**TEXT EXTRACT**
··········

RAMALLAH/BEIRUT: Fatah called on Palestinians to keep up their demonstrations over Washington’s policy shift on occupied Jerusalem as the movement confirmed its leader will refuse to meet with US Vice-President later this month in protest at the controversial decision.

After protests gripped the West Bank and Gaza for a third straight day, Israeli Prime Minister Benjamin Netanyahu was due in Paris on Sunday where demonstrators had rallied on the eve of his arrival.

Arab League ministers, in an emergency meeting in Cairo late Saturday, meanwhile urged Washington to rescind its decision on occupied Jerusalem.

Demonstrators wave Palestinian flags during a protest against US decision to recognise occupied Jerusalem as the capital of Israel, in Rabat, Morocco. (Reuters)

President Donald Trump’s decision on Wednesday to recognise occupied Jerusalem as Israel’s capital upended decades of American diplomacy, causing an overwhelming global diplomatic backlash.

··········

**PROBLEMS**
a: Reproduce the news excerpt on the Jerusalem protests word for word, from its first line to its last.
b: Write out the lines of the rows verbatim, starting with the line containing "Can you spot the yellow" and continuing through the line containing "[[266, 167], [22, 296], [429, 290]]", both ends included.

··········

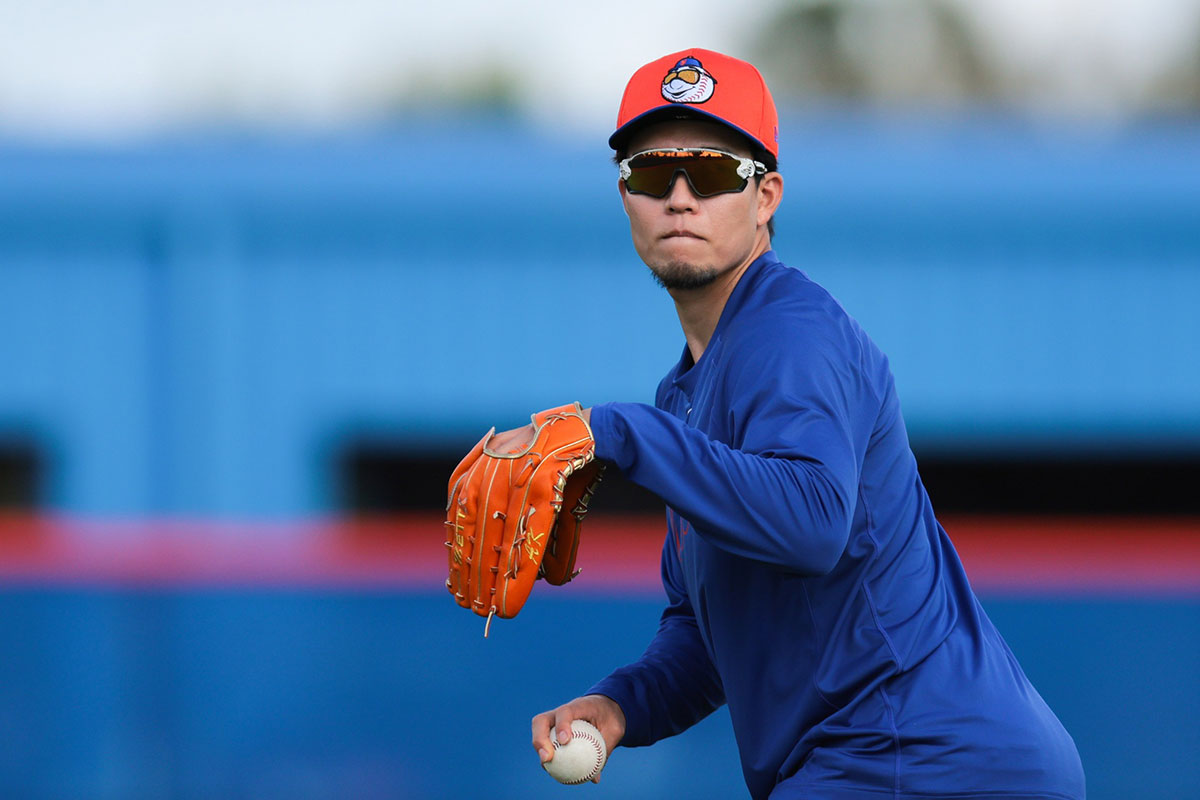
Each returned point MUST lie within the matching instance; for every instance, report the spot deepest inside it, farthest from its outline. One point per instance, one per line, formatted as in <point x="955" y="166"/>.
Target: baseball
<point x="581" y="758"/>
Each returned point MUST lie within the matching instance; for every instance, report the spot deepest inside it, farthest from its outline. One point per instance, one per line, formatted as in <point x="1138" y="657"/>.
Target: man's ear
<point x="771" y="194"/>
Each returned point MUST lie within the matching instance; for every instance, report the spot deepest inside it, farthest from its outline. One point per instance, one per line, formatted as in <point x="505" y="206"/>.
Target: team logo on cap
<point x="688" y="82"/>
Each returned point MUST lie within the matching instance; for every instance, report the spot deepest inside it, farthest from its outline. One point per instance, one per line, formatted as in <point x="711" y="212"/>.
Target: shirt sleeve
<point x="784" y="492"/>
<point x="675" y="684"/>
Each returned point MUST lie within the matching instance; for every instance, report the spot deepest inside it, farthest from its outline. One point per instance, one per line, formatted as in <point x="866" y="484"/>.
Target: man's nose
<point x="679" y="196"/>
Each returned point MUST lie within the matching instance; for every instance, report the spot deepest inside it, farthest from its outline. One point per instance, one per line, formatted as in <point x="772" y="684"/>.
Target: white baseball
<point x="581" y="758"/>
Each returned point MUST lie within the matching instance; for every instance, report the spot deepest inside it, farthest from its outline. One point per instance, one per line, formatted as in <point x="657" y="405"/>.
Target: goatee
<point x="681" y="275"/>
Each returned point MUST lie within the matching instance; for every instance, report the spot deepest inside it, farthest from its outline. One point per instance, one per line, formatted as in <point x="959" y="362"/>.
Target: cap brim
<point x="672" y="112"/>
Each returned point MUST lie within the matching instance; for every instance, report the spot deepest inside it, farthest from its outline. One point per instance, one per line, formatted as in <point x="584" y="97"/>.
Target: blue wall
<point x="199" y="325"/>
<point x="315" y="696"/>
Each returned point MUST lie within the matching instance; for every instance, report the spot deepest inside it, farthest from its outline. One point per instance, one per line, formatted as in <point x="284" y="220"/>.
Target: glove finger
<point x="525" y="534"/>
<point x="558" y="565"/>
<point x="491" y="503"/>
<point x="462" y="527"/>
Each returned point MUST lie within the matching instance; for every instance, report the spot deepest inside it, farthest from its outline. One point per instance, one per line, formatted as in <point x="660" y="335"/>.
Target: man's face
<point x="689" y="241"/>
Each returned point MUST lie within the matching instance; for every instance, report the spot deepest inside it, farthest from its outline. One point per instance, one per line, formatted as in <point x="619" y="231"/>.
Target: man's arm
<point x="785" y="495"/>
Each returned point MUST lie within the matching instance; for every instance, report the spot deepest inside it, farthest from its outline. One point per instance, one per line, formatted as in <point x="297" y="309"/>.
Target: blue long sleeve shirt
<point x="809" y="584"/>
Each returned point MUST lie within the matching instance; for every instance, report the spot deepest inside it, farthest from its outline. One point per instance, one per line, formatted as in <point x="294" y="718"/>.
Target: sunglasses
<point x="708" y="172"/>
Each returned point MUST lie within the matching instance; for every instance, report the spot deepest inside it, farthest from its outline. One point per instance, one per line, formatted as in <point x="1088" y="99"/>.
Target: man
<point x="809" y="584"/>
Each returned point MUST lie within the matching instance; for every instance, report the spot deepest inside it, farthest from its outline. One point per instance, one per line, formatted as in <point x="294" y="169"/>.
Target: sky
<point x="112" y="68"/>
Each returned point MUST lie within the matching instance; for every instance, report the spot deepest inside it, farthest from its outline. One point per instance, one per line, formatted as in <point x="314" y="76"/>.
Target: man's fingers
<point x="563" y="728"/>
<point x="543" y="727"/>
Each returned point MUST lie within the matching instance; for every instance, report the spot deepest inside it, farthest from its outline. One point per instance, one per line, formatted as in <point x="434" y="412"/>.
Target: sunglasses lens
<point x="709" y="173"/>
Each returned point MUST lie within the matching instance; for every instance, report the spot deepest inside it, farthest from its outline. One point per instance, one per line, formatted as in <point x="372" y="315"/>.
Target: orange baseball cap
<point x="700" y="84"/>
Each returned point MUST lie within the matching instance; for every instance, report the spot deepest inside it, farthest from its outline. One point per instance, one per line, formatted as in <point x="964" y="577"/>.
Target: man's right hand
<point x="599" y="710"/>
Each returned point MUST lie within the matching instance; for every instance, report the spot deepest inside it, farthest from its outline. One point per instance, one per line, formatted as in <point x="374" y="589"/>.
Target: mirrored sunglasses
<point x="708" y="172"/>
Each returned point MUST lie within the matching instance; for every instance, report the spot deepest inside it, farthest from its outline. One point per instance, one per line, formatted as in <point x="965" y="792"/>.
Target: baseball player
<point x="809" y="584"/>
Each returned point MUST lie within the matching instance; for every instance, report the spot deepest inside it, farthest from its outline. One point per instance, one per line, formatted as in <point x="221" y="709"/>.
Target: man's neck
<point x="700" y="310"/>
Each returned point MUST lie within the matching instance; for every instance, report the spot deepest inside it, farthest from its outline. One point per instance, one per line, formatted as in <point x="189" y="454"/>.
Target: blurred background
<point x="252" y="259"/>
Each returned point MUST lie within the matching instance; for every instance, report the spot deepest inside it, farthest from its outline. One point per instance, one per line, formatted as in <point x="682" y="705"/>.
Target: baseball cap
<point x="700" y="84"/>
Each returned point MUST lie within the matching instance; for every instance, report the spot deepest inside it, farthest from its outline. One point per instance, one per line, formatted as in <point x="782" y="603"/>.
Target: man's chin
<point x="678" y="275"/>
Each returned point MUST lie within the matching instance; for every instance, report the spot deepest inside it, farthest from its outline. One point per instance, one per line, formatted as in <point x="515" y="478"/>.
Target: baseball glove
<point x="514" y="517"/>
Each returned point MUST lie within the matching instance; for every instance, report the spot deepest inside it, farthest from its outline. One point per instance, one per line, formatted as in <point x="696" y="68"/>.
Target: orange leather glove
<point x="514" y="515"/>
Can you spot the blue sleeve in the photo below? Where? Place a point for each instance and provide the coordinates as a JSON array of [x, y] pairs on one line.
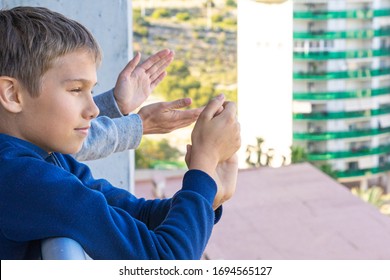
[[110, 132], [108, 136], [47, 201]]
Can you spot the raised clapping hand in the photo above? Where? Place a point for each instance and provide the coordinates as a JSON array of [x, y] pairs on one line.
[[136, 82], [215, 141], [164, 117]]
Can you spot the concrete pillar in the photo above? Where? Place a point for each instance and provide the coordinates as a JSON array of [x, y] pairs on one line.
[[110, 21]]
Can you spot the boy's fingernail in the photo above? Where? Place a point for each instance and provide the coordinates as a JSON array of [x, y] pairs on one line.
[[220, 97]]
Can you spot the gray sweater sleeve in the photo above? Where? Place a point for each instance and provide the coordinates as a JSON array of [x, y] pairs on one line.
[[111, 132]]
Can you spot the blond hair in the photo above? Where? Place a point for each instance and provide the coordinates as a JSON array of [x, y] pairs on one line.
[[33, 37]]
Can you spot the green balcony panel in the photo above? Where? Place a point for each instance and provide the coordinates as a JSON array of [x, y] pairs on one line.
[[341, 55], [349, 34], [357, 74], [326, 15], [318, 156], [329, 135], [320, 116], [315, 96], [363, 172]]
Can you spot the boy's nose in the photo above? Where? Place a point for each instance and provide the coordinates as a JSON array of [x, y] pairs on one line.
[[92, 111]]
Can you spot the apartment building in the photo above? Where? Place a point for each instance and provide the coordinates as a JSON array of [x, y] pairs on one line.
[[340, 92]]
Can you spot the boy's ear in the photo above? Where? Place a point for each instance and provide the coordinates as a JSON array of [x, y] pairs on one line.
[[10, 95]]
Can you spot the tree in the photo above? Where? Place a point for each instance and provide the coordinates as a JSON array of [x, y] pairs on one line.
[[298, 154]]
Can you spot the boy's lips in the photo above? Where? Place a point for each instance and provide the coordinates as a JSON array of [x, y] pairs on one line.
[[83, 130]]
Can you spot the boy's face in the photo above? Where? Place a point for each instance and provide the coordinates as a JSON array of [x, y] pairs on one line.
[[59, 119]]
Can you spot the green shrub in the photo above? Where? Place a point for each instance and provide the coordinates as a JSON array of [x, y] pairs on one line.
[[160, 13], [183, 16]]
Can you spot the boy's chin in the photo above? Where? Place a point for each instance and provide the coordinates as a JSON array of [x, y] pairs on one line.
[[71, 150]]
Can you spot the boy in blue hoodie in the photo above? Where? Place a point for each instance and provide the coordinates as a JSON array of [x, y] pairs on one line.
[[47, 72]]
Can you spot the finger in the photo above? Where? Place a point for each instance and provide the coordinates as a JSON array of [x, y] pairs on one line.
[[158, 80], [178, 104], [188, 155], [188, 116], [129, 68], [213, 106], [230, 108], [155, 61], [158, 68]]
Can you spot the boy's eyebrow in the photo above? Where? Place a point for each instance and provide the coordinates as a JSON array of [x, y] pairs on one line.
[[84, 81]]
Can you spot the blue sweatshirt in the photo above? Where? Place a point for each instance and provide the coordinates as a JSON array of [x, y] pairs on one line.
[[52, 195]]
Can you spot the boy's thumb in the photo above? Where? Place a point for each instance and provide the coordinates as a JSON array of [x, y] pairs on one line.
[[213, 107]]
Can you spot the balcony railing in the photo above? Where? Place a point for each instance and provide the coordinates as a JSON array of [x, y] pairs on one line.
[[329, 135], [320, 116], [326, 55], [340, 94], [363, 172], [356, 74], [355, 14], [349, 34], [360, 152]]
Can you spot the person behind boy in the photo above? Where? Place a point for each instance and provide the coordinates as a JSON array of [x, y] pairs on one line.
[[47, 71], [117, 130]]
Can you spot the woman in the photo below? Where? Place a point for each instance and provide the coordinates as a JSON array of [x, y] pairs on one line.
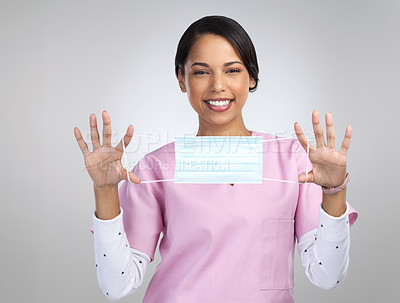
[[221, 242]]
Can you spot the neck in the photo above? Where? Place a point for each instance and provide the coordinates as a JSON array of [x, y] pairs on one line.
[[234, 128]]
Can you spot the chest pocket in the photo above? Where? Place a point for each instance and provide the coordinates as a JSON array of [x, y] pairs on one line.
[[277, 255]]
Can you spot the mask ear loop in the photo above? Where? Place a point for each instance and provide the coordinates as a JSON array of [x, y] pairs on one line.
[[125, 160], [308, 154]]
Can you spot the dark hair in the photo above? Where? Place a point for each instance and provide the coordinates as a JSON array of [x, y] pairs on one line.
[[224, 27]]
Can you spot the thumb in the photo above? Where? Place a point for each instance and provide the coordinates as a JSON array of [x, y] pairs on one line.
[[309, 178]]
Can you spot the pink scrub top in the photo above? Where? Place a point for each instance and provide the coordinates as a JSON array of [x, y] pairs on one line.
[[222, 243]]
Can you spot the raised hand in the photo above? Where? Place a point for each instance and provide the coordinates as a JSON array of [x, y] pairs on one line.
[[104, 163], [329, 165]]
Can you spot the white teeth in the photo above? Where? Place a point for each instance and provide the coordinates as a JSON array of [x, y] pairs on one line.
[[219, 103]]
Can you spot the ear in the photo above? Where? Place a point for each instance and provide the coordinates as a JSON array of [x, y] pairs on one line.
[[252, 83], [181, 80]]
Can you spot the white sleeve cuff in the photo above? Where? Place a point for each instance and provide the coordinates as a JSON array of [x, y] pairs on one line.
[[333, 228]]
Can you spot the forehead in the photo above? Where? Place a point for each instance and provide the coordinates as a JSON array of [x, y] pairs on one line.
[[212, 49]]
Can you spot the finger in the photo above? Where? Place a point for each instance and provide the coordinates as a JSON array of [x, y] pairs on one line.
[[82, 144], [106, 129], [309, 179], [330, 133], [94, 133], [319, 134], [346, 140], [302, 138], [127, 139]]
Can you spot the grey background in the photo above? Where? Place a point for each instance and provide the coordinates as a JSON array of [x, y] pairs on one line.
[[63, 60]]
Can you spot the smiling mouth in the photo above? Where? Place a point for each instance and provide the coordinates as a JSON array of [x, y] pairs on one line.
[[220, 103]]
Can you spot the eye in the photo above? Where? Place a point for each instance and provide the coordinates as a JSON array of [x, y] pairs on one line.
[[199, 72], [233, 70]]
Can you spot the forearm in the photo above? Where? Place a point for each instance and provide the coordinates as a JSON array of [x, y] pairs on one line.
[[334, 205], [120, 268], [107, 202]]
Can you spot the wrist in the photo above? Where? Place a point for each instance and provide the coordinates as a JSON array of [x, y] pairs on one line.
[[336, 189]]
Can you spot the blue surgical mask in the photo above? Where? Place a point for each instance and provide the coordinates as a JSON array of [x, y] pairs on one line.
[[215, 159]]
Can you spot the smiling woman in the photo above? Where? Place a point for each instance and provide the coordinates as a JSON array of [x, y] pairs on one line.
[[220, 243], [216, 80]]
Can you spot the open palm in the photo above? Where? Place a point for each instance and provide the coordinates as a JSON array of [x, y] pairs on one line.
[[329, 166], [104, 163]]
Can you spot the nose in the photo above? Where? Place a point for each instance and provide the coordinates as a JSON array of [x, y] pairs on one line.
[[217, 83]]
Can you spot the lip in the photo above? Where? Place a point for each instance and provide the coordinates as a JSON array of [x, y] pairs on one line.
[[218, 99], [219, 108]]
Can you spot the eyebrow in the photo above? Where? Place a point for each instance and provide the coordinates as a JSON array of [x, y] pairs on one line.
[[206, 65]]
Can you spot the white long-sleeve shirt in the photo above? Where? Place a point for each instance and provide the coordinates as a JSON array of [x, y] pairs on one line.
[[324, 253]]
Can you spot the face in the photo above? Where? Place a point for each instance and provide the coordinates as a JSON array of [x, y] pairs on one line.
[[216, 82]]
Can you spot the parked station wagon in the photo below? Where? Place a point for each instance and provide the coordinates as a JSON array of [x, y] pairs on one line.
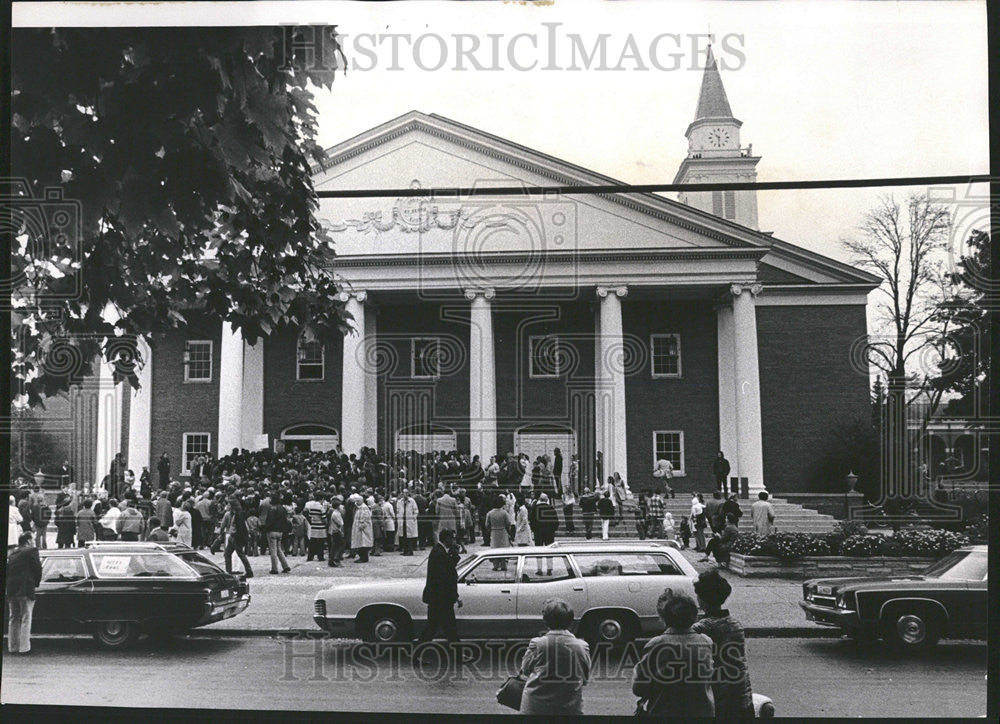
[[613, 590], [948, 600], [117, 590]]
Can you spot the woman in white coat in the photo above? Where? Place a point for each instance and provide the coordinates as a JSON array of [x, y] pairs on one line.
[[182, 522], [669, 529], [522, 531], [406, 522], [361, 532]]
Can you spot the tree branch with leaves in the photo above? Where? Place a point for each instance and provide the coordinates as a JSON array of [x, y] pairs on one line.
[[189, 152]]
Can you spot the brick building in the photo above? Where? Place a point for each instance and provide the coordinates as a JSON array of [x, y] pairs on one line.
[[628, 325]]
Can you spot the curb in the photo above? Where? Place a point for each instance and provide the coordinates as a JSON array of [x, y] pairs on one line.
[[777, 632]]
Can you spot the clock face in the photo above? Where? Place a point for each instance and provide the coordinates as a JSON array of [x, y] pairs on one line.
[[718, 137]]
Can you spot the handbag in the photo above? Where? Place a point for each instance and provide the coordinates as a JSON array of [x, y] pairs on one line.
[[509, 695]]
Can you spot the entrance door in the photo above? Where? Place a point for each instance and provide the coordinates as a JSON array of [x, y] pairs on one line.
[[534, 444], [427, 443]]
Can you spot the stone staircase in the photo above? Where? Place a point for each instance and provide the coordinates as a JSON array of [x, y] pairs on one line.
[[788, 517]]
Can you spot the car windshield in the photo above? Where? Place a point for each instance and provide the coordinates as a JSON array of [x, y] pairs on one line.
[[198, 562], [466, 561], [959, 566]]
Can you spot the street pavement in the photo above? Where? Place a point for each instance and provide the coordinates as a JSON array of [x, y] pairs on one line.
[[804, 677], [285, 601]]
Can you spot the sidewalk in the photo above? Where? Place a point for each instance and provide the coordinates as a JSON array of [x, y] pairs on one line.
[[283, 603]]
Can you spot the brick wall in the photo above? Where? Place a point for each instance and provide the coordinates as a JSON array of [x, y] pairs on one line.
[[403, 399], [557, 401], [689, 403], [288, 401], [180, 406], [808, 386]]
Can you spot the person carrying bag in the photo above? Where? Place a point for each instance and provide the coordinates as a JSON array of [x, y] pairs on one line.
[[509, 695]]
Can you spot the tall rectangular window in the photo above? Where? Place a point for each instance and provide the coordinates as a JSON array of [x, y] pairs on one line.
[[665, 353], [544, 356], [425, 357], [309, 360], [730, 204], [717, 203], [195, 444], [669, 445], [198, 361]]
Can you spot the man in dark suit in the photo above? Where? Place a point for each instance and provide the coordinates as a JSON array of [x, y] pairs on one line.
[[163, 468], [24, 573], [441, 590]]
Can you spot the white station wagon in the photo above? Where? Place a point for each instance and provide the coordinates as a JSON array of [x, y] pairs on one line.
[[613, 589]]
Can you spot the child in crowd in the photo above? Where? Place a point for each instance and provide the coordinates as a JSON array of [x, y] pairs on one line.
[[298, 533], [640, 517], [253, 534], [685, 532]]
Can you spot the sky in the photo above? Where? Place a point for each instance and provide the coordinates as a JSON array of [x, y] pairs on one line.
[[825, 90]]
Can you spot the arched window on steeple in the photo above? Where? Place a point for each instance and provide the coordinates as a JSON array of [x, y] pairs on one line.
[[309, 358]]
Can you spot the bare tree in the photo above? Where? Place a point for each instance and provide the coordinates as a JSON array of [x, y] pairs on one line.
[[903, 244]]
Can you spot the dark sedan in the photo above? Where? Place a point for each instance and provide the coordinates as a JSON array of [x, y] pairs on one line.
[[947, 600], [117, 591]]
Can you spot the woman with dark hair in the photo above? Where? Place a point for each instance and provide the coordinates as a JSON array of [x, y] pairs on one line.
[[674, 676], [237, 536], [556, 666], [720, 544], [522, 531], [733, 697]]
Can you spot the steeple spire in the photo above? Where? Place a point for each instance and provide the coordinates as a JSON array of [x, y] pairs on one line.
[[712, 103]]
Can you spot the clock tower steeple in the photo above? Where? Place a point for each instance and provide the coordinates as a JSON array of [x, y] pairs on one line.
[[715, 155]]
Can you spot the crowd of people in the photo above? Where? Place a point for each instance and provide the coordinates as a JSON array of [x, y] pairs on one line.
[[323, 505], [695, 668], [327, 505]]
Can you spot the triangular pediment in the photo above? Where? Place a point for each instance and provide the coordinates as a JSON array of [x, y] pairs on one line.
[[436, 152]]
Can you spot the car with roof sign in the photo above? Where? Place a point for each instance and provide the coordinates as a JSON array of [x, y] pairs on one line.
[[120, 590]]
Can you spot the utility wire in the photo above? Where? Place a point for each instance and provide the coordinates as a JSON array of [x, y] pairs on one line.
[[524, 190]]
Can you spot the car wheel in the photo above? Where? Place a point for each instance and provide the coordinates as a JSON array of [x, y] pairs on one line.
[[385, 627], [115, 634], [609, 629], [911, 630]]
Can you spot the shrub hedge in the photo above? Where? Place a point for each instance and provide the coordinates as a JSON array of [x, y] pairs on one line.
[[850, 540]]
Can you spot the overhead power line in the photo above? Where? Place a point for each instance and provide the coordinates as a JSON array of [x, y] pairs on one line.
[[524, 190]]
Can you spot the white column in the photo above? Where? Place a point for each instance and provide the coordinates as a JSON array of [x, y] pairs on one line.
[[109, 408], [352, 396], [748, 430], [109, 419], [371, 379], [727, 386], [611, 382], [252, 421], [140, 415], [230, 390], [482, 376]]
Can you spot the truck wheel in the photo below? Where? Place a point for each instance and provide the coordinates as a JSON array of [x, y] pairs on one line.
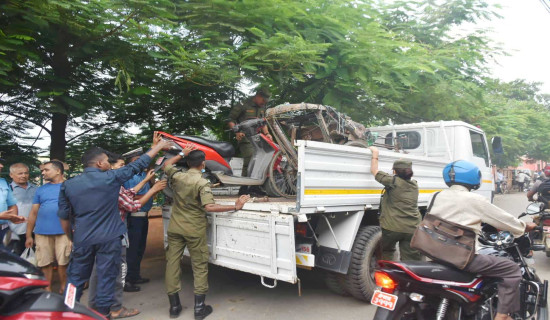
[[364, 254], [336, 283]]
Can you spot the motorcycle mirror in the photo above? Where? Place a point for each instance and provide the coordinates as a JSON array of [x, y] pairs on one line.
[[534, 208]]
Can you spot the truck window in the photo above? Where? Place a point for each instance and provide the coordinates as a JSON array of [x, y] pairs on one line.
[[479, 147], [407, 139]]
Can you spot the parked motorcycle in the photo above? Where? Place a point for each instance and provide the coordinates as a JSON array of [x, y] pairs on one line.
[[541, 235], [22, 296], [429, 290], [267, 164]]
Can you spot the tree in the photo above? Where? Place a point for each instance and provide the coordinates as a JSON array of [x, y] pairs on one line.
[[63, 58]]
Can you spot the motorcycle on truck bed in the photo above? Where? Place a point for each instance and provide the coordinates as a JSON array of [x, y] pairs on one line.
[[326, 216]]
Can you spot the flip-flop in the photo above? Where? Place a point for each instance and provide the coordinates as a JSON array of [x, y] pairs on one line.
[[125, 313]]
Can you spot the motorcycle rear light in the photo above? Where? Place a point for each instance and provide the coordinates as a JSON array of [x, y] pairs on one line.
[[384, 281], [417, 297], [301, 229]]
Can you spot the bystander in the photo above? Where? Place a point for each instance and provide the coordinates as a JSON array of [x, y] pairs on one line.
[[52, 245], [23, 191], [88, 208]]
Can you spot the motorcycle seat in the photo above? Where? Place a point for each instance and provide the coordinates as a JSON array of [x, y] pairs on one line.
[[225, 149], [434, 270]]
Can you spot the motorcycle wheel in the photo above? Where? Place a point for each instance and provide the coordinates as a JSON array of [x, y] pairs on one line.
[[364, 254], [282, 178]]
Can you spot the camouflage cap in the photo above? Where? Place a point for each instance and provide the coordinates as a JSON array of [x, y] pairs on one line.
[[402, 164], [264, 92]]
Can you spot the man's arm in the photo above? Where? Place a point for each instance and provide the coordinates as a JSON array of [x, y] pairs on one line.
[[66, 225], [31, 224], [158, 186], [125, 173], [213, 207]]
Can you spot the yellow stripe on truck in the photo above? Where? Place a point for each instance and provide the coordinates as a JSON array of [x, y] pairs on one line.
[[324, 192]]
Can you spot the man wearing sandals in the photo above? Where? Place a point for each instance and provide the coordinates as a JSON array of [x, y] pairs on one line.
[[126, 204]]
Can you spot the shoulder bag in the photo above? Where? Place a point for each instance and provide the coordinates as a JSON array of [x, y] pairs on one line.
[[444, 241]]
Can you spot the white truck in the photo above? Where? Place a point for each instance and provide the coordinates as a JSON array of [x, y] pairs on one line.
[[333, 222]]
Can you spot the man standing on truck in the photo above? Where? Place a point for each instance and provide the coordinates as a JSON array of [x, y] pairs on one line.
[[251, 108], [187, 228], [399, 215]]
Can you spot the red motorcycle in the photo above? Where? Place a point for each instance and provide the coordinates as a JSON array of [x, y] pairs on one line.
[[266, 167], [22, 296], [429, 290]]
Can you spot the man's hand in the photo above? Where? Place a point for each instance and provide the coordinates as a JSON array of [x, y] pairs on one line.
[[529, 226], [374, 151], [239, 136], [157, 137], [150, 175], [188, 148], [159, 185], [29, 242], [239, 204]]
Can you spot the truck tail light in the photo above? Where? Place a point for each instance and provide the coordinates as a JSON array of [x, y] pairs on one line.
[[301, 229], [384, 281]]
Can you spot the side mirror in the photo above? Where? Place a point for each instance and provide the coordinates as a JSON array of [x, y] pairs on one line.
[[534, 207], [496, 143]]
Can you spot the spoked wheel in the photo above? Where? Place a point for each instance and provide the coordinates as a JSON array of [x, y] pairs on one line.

··········

**ANSWERS TO THE EXERCISE**
a:
RAMALLAH/BEIRUT: Fatah called on Palestinians to keep up their demonstrations over Washington’s policy shift on occupied Jerusalem as the movement confirmed its leader will refuse to meet with US Vice-President later this month in protest at the controversial decision.

After protests gripped the West Bank and Gaza for a third straight day, Israeli Prime Minister Benjamin Netanyahu was due in Paris on Sunday where demonstrators had rallied on the eve of his arrival.

Arab League ministers, in an emergency meeting in Cairo late Saturday, meanwhile urged Washington to rescind its decision on occupied Jerusalem.

Demonstrators wave Palestinian flags during a protest against US decision to recognise occupied Jerusalem as the capital of Israel, in Rabat, Morocco. (Reuters)

President Donald Trump’s decision on Wednesday to recognise occupied Jerusalem as Israel’s capital upended decades of American diplomacy, causing an overwhelming global diplomatic backlash.

b:
Can you spot the yellow stripe on truck in the photo above? Where? Place a point for each instance and provide the coordinates as a JSON array of [x, y] pairs on one line.
[[324, 192]]
Can you spot the man wearing sandals in the photo above? Where? Place a point for each instance and provide the coordinates as a JSON array of [x, y] pairs on one line.
[[126, 204]]
Can you spot the shoulder bag in the photo above? Where? Place a point for each instance and provide the coordinates as a JSON array of [x, y] pairs on one line.
[[444, 241]]
Can you spot the white truck in the photo above? Where? Place a point for each instance and provide the coordinates as a JSON array of [x, y] pairs on one line.
[[333, 222]]
Can you spot the man standing on truck in the photo above? Where? Place a point for each instance and provide the coordinates as a JSON array of [x, y] pairs on one line.
[[251, 108], [187, 228], [399, 215]]
Can you spot the red motorcycle in the photo above? Where? Place a point for each instance and provide the coordinates as a JSON array of [x, y] pairs on one line.
[[266, 167], [22, 296], [429, 290]]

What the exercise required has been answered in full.